What the exercise asks:
Copy out only those lines running from the line with "of the side" to the end of the listing, keeping each one exactly as it is.

Stored items from a collection:
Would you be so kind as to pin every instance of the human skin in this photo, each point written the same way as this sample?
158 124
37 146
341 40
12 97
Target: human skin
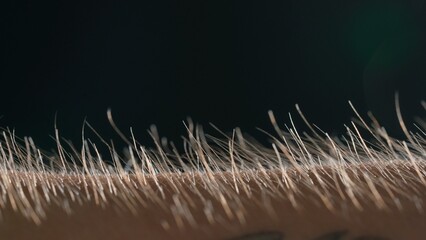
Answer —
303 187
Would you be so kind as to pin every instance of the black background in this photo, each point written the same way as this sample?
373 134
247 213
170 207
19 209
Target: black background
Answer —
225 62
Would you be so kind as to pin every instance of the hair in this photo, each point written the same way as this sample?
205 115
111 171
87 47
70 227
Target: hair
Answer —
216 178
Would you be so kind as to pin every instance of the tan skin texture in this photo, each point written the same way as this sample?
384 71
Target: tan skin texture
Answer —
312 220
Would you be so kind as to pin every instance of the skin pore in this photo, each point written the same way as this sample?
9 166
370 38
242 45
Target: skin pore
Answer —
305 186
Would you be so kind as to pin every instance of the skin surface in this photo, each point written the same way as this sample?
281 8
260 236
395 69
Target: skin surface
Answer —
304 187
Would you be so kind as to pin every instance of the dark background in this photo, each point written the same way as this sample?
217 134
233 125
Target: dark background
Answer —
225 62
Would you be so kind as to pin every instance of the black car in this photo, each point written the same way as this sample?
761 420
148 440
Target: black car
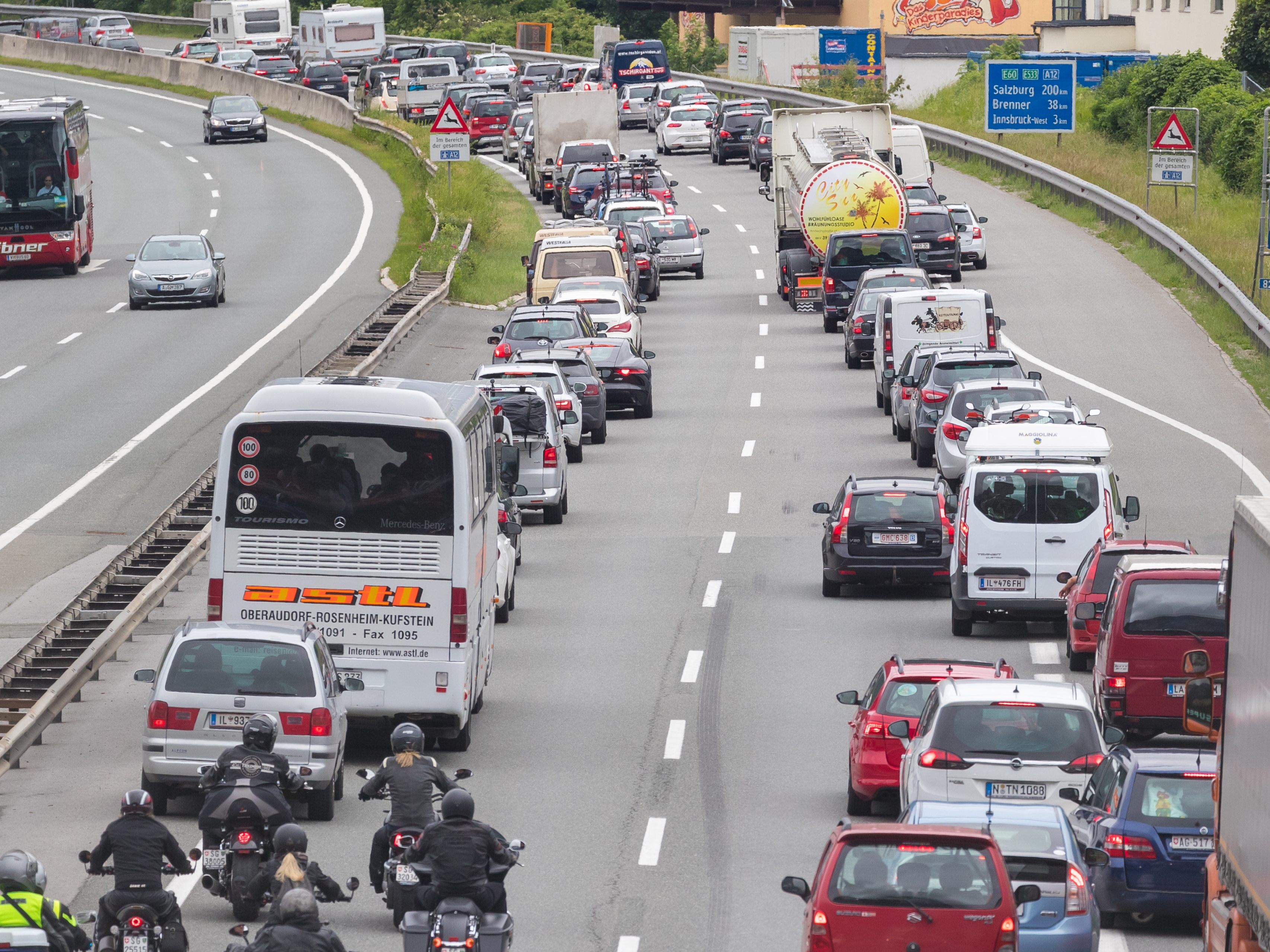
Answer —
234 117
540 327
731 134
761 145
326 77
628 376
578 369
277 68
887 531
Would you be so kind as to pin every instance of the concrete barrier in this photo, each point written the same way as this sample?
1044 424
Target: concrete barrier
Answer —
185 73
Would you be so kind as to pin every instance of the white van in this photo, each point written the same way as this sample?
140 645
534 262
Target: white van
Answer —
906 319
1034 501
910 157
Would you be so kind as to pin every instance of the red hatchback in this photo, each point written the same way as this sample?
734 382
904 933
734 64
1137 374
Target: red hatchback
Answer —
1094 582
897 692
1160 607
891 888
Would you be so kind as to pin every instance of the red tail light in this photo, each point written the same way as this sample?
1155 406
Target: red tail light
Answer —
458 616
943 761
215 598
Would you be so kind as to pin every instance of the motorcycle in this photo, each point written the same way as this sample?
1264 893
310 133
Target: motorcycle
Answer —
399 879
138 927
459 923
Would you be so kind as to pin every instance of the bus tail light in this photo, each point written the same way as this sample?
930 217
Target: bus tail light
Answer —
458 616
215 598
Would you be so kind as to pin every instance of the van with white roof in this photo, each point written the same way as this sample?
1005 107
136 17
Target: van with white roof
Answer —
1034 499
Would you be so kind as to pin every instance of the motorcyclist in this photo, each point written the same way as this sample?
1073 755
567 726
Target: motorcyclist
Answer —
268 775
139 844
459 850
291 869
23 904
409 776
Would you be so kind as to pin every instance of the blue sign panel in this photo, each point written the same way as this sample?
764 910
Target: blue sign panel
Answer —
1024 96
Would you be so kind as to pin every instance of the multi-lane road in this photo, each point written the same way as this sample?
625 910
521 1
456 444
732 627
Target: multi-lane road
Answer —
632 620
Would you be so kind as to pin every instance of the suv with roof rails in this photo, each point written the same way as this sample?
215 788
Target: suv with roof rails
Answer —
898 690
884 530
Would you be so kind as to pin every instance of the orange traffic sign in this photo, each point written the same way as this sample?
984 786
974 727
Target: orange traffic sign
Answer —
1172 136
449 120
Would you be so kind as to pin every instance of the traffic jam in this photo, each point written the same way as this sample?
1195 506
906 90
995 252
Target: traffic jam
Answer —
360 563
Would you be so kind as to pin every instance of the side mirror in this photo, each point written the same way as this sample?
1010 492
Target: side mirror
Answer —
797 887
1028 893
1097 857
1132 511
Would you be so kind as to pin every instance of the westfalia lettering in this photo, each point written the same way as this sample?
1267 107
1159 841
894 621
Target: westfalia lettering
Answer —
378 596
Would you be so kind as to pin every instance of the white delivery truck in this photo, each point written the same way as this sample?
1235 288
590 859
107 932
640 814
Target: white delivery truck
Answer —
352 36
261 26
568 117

Full output:
Would you be so kind as to pin every instance of the side mirror in this photo, each point written the same way as this sample?
1010 492
Target: side mirror
Answer —
797 887
1028 893
1097 857
1132 511
Would you be so kind as to pin every instance of the westfalia lettering in this photo, each point written the same way as this sample?
1267 107
1159 841
894 621
Target: westfalia lettering
Answer —
378 596
Would you be so kind as to pin every instance of the white delivery truck in this photo, each point written the same way as this sample?
1235 288
590 859
107 932
640 814
Target: white delivery truck
Answer —
352 36
261 26
568 117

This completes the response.